Exercise directions: Copy out the entries from their start through the line containing "x=356, y=152", inclusive, requests included, but scale every answer coordinate by 0.5 and round it to a whole number, with halves rounding up. Leave the pictures out.

Given information:
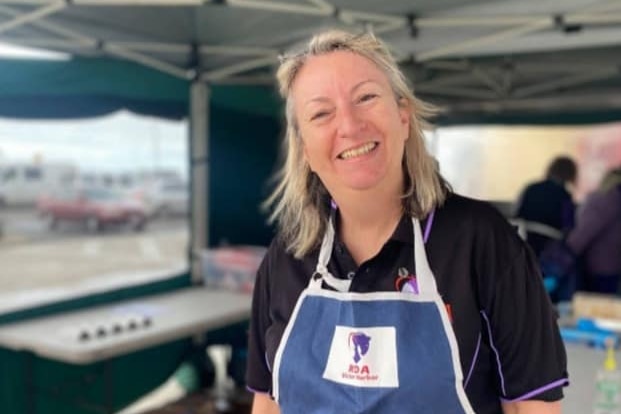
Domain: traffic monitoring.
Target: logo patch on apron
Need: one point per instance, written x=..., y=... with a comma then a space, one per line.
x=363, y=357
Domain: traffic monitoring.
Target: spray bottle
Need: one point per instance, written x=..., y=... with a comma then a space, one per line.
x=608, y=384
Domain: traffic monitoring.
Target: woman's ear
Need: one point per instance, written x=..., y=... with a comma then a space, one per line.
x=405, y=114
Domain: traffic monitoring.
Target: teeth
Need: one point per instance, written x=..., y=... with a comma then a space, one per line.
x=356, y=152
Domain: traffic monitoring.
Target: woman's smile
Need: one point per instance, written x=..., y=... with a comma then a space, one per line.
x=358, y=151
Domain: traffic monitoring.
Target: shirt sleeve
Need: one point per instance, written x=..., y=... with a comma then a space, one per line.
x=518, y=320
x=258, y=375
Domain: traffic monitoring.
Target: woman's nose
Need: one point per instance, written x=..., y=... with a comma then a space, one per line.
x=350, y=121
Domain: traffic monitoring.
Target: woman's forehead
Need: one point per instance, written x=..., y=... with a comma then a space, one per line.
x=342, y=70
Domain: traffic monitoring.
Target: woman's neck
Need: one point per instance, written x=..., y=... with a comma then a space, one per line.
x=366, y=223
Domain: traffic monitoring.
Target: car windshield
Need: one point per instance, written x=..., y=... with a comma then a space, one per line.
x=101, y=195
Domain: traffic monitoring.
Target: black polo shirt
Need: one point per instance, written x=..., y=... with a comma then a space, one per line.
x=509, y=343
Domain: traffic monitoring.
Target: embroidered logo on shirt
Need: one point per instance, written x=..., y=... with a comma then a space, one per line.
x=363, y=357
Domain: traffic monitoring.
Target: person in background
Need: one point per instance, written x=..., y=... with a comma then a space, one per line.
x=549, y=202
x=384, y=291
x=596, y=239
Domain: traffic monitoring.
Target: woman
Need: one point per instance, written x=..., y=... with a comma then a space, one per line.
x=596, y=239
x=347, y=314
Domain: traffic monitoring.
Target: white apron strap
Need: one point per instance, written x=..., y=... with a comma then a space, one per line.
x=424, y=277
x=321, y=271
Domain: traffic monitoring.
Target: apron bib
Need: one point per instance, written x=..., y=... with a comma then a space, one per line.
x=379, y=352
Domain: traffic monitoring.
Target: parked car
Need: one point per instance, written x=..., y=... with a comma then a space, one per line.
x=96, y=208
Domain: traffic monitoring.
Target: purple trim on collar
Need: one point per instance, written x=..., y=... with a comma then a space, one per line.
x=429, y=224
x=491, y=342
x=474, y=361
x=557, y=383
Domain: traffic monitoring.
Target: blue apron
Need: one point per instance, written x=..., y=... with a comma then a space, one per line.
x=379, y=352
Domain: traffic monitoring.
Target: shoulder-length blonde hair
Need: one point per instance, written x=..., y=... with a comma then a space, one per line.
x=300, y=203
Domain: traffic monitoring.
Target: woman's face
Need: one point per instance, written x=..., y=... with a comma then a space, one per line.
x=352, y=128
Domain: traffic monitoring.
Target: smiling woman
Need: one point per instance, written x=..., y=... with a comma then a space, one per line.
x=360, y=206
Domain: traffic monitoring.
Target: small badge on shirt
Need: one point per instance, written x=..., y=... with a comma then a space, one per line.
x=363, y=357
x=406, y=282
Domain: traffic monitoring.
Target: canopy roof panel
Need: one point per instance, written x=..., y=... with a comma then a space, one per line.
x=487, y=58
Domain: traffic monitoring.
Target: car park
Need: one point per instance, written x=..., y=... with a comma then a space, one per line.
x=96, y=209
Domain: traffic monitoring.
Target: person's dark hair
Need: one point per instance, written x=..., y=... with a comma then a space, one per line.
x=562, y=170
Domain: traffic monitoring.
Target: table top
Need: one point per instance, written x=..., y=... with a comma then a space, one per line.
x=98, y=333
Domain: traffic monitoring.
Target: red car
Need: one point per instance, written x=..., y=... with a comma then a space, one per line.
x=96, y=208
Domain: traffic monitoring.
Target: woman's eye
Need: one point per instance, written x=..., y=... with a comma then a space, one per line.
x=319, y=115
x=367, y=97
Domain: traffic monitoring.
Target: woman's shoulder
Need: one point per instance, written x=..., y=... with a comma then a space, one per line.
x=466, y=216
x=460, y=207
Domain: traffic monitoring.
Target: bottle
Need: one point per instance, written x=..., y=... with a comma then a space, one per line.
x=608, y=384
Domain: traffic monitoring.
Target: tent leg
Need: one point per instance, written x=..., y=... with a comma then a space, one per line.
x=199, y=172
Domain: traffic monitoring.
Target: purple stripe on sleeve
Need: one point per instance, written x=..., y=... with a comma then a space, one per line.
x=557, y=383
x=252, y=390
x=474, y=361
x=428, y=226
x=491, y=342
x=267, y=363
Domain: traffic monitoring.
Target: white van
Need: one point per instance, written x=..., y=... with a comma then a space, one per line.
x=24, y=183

Answer to this exercise:
Domain: traffic monitoring.
Target: logo patch on apron
Need: one point per instance, written x=..., y=... with a comma then a space, one per line.
x=182, y=179
Domain: traffic monitoring.
Target: spray bottle
Need: one point per instance, written x=..., y=... with a comma then a space, one per line.
x=304, y=192
Domain: traffic monitoring.
Target: woman's ear
Need: one point per instance, written x=..., y=... with a comma then a space, one per line.
x=203, y=57
Domain: traffic monitoring.
Target: teeth
Need: one point per instance, written x=..., y=... with a comma then a space, one per line.
x=178, y=76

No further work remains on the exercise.